━━ Supplied data ━━

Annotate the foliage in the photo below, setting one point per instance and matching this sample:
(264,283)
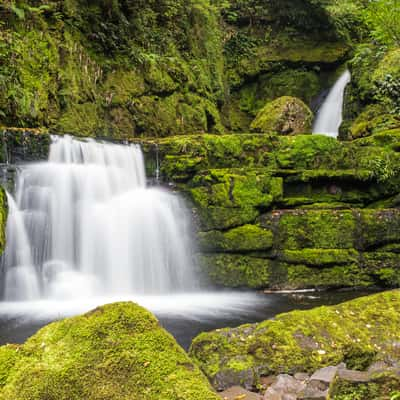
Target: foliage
(114,352)
(382,18)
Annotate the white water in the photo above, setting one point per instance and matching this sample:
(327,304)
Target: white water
(85,225)
(330,115)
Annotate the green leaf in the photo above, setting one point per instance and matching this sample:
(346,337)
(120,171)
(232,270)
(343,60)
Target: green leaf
(19,12)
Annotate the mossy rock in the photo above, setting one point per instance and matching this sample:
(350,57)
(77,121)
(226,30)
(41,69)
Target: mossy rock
(118,351)
(358,332)
(236,270)
(285,115)
(382,386)
(238,240)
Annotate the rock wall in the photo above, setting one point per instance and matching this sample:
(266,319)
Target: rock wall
(120,69)
(301,212)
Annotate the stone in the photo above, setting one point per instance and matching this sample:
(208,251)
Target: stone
(378,366)
(285,388)
(267,381)
(301,376)
(287,384)
(238,393)
(230,377)
(285,115)
(114,352)
(326,375)
(272,394)
(353,376)
(311,393)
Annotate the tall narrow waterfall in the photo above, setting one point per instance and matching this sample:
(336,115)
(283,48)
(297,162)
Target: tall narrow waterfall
(85,224)
(329,117)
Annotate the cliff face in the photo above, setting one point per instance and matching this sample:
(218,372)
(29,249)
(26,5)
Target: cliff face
(158,68)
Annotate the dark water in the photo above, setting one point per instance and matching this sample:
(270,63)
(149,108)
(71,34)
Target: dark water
(183,316)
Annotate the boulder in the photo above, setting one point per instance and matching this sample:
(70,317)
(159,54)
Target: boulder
(118,351)
(359,333)
(238,393)
(285,115)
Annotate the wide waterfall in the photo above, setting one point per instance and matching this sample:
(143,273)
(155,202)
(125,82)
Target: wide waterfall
(84,224)
(330,115)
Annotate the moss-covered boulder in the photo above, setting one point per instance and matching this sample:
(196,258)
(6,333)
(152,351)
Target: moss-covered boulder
(358,333)
(114,352)
(285,115)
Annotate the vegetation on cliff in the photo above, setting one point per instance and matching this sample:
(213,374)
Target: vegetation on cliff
(122,69)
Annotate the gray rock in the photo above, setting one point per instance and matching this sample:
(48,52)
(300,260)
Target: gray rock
(311,393)
(354,376)
(237,392)
(229,377)
(377,367)
(272,394)
(267,381)
(301,376)
(285,388)
(327,375)
(288,385)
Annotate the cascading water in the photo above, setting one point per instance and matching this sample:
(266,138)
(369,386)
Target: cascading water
(84,224)
(329,117)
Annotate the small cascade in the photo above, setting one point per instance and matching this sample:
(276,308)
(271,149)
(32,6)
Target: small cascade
(20,276)
(330,115)
(84,224)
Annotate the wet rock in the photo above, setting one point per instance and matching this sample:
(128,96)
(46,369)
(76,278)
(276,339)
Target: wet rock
(285,388)
(285,115)
(326,375)
(311,393)
(238,393)
(301,376)
(353,376)
(230,377)
(267,381)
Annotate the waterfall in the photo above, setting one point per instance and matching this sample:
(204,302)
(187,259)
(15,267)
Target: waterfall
(84,224)
(329,116)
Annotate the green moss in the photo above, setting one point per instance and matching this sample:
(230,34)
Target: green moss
(9,355)
(333,276)
(382,387)
(352,332)
(372,104)
(320,257)
(285,115)
(308,152)
(115,352)
(236,271)
(319,229)
(122,86)
(242,239)
(82,120)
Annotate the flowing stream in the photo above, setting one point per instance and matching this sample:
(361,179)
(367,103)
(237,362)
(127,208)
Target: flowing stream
(330,115)
(84,230)
(84,224)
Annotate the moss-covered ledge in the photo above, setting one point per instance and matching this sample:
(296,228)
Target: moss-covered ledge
(23,144)
(358,333)
(115,352)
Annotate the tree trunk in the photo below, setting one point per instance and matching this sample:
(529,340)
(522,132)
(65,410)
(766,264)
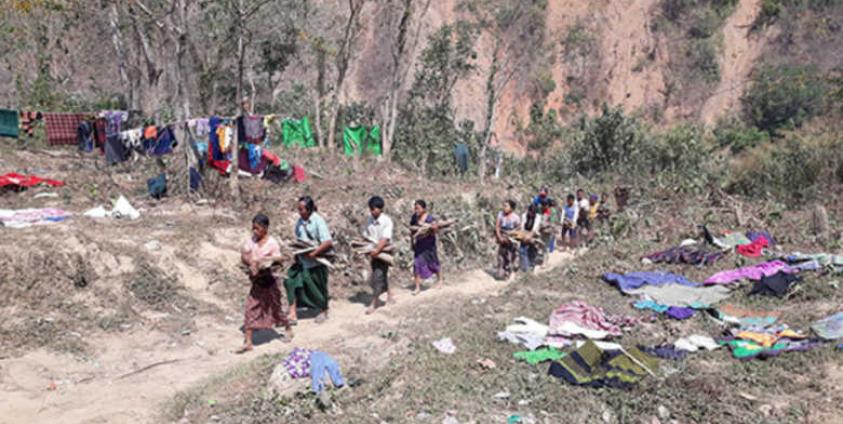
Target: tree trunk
(320,93)
(235,163)
(120,50)
(343,58)
(241,49)
(491,101)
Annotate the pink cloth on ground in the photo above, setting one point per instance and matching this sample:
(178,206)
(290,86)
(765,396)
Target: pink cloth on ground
(754,272)
(586,316)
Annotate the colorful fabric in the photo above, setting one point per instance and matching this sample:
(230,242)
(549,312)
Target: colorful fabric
(114,120)
(359,139)
(61,127)
(425,258)
(9,123)
(777,284)
(695,342)
(320,364)
(579,318)
(697,297)
(263,308)
(651,305)
(201,127)
(755,235)
(297,133)
(28,120)
(753,272)
(22,218)
(534,357)
(298,362)
(685,255)
(732,240)
(745,317)
(679,312)
(768,337)
(829,328)
(753,250)
(308,287)
(592,367)
(16,181)
(253,129)
(635,280)
(830,262)
(746,349)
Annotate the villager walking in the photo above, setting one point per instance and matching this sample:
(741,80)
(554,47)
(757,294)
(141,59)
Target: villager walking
(425,258)
(307,279)
(263,309)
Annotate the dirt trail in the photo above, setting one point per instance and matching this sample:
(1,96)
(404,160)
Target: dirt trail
(105,389)
(740,52)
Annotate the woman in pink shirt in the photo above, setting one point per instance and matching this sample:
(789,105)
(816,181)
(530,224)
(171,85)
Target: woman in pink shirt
(263,306)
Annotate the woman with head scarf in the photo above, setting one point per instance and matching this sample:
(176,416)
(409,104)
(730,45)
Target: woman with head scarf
(425,259)
(263,306)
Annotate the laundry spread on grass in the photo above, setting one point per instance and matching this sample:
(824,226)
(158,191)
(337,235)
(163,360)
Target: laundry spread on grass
(23,218)
(591,366)
(631,281)
(829,328)
(319,366)
(817,261)
(689,255)
(734,315)
(17,182)
(752,272)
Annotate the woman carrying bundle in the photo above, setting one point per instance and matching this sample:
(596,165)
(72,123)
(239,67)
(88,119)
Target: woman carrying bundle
(425,259)
(263,306)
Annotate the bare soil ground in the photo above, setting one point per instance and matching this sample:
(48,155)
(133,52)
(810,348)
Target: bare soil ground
(135,321)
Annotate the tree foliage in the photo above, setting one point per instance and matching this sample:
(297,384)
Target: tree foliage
(784,97)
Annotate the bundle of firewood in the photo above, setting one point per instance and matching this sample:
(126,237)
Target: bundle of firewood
(421,231)
(301,247)
(523,236)
(364,247)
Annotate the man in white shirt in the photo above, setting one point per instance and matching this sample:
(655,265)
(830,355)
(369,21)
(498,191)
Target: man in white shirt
(583,206)
(378,230)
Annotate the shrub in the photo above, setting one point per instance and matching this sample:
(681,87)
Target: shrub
(790,171)
(607,142)
(783,97)
(737,136)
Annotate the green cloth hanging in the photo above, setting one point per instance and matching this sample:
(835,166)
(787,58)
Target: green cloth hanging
(297,133)
(370,140)
(9,124)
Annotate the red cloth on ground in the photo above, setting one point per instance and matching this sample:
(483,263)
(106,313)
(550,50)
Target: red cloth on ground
(753,250)
(298,173)
(61,127)
(271,157)
(18,180)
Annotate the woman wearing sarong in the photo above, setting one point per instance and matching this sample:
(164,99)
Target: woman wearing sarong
(425,259)
(263,306)
(507,221)
(307,279)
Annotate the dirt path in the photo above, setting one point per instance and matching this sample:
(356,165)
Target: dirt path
(107,389)
(740,51)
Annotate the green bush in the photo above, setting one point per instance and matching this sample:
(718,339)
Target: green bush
(737,136)
(784,97)
(607,142)
(790,171)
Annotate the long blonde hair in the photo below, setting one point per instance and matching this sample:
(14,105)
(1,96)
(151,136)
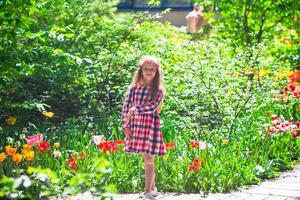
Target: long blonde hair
(157,82)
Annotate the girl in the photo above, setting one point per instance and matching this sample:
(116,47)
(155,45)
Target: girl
(140,118)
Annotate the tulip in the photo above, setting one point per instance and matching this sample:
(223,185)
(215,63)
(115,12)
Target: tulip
(2,157)
(10,151)
(17,158)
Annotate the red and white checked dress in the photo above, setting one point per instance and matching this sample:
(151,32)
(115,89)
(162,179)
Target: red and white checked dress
(146,135)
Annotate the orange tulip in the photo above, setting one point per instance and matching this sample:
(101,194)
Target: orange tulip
(17,158)
(10,151)
(26,147)
(29,155)
(2,157)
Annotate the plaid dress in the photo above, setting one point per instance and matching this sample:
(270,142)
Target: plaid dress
(146,135)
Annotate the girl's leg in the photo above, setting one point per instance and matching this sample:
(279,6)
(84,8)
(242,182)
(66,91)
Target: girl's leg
(149,171)
(153,181)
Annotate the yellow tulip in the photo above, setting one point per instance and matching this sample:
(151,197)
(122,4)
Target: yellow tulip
(17,158)
(48,114)
(11,121)
(29,155)
(10,151)
(26,147)
(2,157)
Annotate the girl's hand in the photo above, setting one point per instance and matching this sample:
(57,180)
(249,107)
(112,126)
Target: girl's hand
(131,112)
(127,133)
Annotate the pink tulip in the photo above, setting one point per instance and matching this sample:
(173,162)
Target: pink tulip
(97,139)
(274,117)
(33,139)
(273,129)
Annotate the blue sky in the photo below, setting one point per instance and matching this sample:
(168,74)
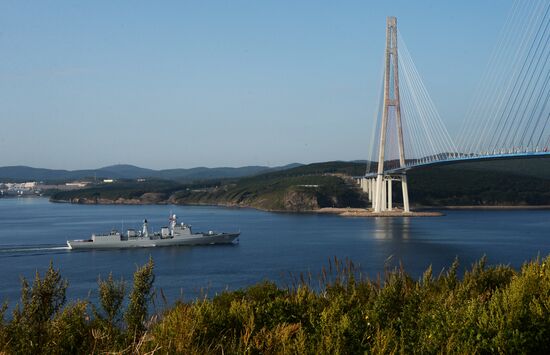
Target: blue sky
(220,83)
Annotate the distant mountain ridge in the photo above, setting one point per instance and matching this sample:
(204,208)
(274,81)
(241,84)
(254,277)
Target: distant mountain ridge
(126,171)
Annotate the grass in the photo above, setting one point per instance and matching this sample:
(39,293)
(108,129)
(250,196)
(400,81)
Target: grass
(490,309)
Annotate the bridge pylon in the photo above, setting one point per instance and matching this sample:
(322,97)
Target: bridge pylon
(382,189)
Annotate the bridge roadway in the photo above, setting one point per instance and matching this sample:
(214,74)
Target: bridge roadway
(462,159)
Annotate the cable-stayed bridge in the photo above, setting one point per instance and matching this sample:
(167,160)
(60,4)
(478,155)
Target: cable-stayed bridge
(508,119)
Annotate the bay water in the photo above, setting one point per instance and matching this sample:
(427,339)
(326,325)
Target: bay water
(273,246)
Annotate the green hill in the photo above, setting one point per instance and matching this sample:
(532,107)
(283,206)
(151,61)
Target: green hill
(330,184)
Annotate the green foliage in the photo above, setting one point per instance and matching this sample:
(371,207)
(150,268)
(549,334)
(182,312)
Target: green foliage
(491,309)
(29,329)
(111,296)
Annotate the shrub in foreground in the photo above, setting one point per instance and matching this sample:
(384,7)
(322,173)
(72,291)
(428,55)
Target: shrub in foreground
(491,309)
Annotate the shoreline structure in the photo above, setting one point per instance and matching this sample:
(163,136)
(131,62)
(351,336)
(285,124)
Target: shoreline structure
(420,211)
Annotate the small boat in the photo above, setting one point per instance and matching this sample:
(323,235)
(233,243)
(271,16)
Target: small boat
(174,235)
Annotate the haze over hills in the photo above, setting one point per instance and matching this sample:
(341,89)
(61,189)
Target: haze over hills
(125,171)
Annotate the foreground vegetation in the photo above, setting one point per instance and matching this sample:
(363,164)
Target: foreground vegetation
(489,310)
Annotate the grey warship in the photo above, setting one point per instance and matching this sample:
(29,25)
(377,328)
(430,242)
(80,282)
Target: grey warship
(174,235)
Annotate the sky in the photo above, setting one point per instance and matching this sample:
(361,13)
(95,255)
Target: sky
(180,84)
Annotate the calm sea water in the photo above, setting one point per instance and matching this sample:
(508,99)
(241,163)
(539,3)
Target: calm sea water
(272,245)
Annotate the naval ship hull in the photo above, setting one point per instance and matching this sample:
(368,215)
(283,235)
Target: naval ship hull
(193,239)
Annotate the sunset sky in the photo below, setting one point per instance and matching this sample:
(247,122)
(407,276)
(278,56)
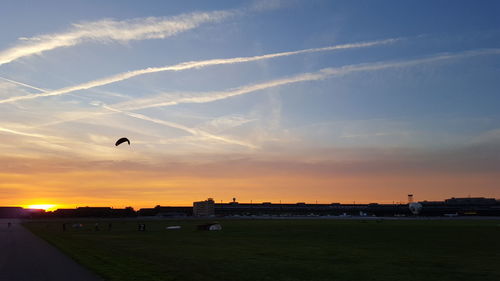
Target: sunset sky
(298,101)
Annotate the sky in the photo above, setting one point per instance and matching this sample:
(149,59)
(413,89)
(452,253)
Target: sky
(292,101)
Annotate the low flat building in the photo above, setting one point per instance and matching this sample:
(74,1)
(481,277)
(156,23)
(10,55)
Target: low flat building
(204,208)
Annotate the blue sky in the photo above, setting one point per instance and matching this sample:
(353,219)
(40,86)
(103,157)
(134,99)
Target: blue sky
(403,81)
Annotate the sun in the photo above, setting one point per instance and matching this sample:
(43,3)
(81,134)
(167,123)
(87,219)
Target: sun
(46,207)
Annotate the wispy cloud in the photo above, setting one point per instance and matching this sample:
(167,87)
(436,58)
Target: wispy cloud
(193,131)
(205,97)
(110,30)
(26,134)
(190,65)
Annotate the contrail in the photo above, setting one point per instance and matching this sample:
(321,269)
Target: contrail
(111,30)
(190,65)
(23,133)
(205,97)
(23,84)
(195,132)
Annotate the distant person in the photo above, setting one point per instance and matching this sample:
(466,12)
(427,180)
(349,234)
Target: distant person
(142,227)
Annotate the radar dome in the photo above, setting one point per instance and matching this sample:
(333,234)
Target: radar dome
(415,208)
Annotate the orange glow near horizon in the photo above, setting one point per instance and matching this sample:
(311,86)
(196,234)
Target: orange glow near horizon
(46,207)
(148,189)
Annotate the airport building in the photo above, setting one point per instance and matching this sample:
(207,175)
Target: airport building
(204,208)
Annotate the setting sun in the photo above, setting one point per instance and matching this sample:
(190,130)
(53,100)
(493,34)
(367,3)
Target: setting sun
(46,207)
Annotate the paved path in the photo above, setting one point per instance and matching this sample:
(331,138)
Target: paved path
(25,257)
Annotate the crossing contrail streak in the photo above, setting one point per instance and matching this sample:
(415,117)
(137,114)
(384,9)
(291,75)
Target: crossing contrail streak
(110,30)
(189,65)
(163,100)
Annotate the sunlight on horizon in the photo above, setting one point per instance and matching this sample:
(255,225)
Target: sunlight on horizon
(46,207)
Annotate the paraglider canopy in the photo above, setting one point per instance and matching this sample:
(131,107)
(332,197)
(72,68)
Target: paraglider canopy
(122,140)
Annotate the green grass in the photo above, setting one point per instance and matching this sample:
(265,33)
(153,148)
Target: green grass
(285,250)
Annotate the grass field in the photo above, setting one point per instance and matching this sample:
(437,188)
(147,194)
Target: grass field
(284,250)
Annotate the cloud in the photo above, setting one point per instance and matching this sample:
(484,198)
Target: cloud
(186,66)
(15,132)
(110,30)
(193,131)
(166,99)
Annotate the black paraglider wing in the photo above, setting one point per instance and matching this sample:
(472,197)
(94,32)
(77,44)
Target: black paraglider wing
(122,140)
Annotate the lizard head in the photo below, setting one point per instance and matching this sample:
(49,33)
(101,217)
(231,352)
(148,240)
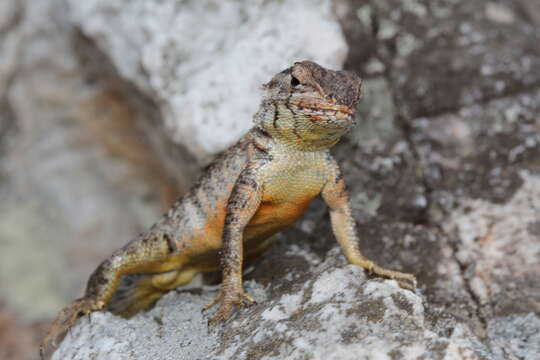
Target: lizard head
(308,106)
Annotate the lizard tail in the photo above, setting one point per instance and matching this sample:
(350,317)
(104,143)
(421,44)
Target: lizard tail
(134,294)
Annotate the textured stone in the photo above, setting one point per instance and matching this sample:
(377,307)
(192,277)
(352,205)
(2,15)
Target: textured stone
(334,313)
(203,61)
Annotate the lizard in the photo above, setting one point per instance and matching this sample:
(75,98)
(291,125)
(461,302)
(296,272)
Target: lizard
(256,188)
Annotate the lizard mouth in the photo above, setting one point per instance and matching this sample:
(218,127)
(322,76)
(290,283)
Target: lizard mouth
(317,105)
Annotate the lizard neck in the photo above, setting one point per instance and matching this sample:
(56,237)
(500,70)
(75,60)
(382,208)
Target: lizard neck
(299,132)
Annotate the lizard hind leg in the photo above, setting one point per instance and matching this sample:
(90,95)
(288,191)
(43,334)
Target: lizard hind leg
(139,291)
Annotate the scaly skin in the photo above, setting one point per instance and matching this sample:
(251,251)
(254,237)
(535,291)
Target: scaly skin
(253,190)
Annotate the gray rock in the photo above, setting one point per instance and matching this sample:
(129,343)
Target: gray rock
(203,61)
(334,314)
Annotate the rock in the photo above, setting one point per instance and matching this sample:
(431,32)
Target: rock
(203,61)
(68,200)
(334,313)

━━━

▶ Exercise details:
Report how many lines of the records hold the word "below", and supply no other text.

▶ Result of the exercise:
6